* **REQUIRED WORK**:
Render every entry verbatim.

* **DATA PROVIDED**:
========
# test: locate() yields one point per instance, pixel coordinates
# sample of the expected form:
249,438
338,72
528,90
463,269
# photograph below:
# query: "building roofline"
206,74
========
* **SOLVED PROBLEM**:
# test: locate() yields one point per instance, pixel coordinates
# sample of the expected form:
249,438
338,72
528,90
463,269
# photograph below:
# query: "building roofline"
206,74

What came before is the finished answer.